Exercices proposés:
1) Traduisez en anglais cette phrase de la critique sur River Bass : « River Bass n’est pourtant pas de ceux qui se complaisent dans un rôle de victime. »
2) D’après la critique sur River Bass, qui est le scénariste de l’album ?
3) Prolongez la critique sur River Bass à la suite de sa dernière phrase.

Texte fourni:
- - - -

River Bass a beau être Marshal, la vie n’en est pas moins ingrate pour sa famille et lui. Cependant, l’homme est fier et buté, il refuse de se plier aux conseils de sa femme et finit par se laisser avoir par un coup foireux de trop…

L’Ouest sauvage, la loi de la jungle, loin du tableau idyllique brossé par des décennies de films hollywoodiens qui défendaient l’idéal héroïque et désintéressé d’une poignée de bons samaritains bien coiffés, le foulard au vent et l’éperon brillant. Darko Macan et Igor Kordey s’éloignent sciemment de cette imagerie d’Épinal forte de beaux principes pour nous plonger au cœur d’un pays rustre et boueux, dans les traces d’un marshal de couleur qui subit de plein fouet le mépris blanc et l’amertume des siens.

River Bass n’est pourtant pas de ceux qui se complaisent dans un rôle de victime. Il a son caractère, le monsieur, et pas mal de défauts qui y restent collés. Et le pire reste peut-être cette fierté handicapante qui l’éloigne de sa famille et lui fait parfois prendre des décisions stupides, comme de suivre cette fripouille de Turtle et son plan douteux « On f’rait comme si je t’avais capturé, hein, et je te livrerais à la veuve DeFoe. Après, t’aurais juste à t’échapper et on partagerait la prime de 5000 dollars… » N’importe qui aurait pu éventuellement douter de la fiabilité de cette « excellente » affaire, mais River, qui vient de refuser d’aider sa femme, est prêt à se laisser tenter, même par la pire des arnaques, sans sourciller, peut-être juste par principe…

Putain de fric

Putain de fric © Delcourt

L’anti même pas héros

Passé maître dans l’art de brosser des portraits anti-conventionnels, le scénariste Darko Macan n’a pas son pareil pour nous plonger dans un univers dénué de toute forme de manichéisme. Rien n’est lisse dans ce western rude et violent, les gentils n’en ont jamais vraiment été, ils doivent sans cesse composer avec la rugueuse réalité de la vie dans l’Ouest sauvage, avec son lot de compromis, parfois cruels, parfois humiliants, mais toujours éloignés des espoirs d’une existence tranquille. Et River Bass en est le parfait exemple dans cet album qui s’éloigne des histoires de justice, de droiture, d’honneur.

Le marshal n’est plus ce fin limier irréprochable, c’est un homme obstiné, qui néglige inlassablement sa famille, sans daigner lui témoigner la moindre affection. Il écarte du plat de la main sa femme qui vient lui demander de l’aide sa femme qui lui propose de l’aider pour se retrouver dans un plan foireux pour grappiller des dollars.

- - - -

Données brutes:

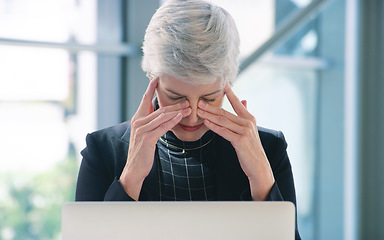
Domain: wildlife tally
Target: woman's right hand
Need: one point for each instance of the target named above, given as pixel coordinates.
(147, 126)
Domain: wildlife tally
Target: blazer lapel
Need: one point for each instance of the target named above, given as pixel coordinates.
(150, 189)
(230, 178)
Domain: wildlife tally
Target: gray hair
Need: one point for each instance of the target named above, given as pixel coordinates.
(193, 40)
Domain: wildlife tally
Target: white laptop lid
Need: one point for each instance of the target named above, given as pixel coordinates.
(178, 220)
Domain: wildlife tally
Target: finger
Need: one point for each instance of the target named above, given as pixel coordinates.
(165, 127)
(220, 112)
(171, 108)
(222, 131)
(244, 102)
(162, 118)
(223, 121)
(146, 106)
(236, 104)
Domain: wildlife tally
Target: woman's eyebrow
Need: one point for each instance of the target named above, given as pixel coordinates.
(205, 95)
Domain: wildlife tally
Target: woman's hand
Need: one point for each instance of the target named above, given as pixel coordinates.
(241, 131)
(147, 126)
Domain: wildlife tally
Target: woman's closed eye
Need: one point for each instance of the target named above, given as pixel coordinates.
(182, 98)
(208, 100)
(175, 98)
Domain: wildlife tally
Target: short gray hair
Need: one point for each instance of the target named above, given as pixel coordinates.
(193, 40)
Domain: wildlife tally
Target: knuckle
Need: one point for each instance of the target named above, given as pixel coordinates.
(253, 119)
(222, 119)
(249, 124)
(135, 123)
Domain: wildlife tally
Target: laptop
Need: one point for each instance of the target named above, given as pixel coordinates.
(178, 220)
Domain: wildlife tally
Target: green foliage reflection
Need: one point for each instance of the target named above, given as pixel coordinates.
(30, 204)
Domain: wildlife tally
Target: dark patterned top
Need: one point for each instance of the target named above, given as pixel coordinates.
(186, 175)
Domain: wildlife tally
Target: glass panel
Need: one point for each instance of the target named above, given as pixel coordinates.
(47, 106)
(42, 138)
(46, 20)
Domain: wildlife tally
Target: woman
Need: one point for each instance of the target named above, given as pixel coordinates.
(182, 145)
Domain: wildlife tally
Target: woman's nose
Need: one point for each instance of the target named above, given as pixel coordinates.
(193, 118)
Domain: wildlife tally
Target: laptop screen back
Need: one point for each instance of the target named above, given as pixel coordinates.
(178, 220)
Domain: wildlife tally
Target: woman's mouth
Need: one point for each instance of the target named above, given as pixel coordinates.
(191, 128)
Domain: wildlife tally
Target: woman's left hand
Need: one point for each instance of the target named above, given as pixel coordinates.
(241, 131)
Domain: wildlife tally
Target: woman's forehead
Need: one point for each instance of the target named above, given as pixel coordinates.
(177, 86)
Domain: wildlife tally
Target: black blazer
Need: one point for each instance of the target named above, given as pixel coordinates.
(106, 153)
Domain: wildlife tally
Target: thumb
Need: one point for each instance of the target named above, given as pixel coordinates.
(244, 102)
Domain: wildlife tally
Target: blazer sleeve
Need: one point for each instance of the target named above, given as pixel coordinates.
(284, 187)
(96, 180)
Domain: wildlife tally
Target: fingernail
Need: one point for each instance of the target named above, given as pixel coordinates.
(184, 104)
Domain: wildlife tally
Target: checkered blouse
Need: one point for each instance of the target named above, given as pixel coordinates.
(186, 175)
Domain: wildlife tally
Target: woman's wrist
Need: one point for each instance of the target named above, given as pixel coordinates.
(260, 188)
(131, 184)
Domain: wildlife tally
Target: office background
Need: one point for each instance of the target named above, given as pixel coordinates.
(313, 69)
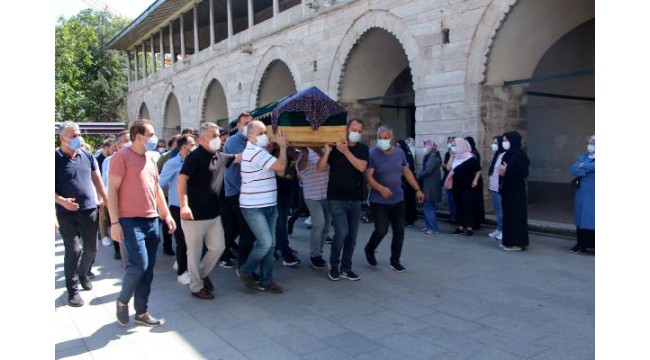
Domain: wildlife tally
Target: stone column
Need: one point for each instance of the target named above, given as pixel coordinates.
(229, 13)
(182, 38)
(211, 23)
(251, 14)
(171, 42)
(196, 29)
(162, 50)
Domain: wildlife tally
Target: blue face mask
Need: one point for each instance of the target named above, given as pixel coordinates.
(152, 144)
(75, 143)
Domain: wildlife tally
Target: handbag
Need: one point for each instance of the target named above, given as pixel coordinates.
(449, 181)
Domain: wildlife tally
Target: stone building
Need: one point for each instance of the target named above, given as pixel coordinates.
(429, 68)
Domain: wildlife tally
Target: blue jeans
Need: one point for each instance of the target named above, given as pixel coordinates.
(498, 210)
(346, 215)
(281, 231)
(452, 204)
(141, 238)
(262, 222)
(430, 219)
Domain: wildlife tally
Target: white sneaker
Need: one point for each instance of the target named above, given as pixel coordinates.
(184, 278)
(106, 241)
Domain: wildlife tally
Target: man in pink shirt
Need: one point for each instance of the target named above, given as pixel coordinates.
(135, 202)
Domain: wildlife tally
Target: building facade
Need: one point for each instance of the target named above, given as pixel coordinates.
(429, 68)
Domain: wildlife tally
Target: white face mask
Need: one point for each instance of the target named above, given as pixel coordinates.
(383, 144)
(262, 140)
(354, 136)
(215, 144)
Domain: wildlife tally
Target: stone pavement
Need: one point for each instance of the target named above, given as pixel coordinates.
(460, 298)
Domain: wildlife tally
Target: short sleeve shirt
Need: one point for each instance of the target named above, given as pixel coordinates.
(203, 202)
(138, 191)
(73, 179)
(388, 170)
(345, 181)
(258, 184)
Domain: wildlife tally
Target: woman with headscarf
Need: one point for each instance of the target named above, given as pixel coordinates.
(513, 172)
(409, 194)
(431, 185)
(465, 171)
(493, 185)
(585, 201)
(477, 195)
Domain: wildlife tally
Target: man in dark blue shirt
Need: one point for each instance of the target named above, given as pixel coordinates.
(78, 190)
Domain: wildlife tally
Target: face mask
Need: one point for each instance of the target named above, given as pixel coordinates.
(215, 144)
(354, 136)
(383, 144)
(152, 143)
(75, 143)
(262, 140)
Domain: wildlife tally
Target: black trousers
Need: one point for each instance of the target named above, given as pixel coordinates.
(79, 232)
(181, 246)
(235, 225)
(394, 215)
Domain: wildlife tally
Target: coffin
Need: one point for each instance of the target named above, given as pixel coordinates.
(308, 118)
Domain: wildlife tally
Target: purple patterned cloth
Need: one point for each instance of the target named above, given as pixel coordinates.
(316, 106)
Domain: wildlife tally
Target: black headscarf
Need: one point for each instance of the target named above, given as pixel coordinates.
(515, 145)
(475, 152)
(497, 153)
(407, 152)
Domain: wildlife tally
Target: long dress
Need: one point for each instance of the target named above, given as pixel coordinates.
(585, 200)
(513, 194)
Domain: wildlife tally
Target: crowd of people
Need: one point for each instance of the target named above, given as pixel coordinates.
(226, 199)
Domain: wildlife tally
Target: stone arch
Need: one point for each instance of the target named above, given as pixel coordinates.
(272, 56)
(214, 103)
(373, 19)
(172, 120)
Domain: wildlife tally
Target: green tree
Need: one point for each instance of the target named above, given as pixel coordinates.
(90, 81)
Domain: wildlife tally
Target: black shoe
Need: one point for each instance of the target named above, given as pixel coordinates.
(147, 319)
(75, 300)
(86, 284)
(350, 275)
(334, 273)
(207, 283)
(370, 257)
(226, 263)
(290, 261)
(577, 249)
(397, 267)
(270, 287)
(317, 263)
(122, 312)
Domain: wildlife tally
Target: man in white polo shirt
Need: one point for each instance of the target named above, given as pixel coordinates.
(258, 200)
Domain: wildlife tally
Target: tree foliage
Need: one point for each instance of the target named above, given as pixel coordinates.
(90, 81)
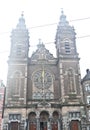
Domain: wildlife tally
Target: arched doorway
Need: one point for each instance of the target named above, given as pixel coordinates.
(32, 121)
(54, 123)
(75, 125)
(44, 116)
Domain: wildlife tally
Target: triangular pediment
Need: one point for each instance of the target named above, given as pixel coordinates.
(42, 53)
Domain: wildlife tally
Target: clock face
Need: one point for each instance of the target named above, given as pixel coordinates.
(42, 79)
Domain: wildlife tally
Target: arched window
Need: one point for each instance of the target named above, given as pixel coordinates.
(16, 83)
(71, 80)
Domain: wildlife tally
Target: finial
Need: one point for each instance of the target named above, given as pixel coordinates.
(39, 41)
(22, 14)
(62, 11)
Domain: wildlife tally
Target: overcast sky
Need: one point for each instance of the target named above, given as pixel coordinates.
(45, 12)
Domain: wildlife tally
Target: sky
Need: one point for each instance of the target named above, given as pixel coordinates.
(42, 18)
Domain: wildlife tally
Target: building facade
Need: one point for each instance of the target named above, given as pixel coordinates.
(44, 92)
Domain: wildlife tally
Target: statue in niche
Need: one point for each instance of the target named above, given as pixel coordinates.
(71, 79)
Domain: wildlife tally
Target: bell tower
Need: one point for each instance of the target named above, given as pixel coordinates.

- - - -

Corrigé:
1) Yet River Bass is not one of those who wallow in the role of victim.

2) Darko Macan.

3)
Macan ne se concentre toutefois pas uniquement sur les déboires alcooliques du mari, il explore les motivations de Bathsheba, sa femme et ses enfants qui doivent eux aussi, malgré tout, survivre, quitte à se laisser tenter par l’illicite, à leur tour. Une nouvelle fois, la femme a plus de personnalité, plus de complexité que son homme. Les bras chargés d’enfants, elle affronte, avec la complicité de ses plus grandes, cette réalité sans compromis ou rien n’est gagné d’avance, ou l’on ne ressort jamais vraiment intact des épreuves qui se dressent devant nous. Elle est définitivement l’héroïne de la série, dans l’ombre tremblotante de River. Elle symbolise la force, le caractère, la volonté, l’imperturbable menton levé devant l’adversité et le mépris affiché face à sa couleur de peau.

À contre-courant

Marshal Bass n’est décidément pas une série classique, pleine d’archétypes, chaque album s’articule autour d’un récit auto-contenu, qui met en scène l’évolution d’un personnage noyé dans un univers délétère. Les ambiances sont âpres, la communauté noire cohabite tant bien que mal avec les blancs et personne n’en ressort meilleur que l’autre. Et même si l’on peut croire que Macan pourrait s’enliser dans les idées reçues, en nous ressortant des histoires fleurant bon l’anti-racisme de convenance, on découvre vite une écriture sans fioriture, ce sens des détails, des dialogues et de la caractérisation dont il a le secret.

On ne sait jamais vraiment où le récit va nous entraîner, ni quels rebondissements nous attendent au détour d’une page. C’est ce qui en fait justement une série hors norme, à la lecture presque addictive.

Et Igor Kordey ?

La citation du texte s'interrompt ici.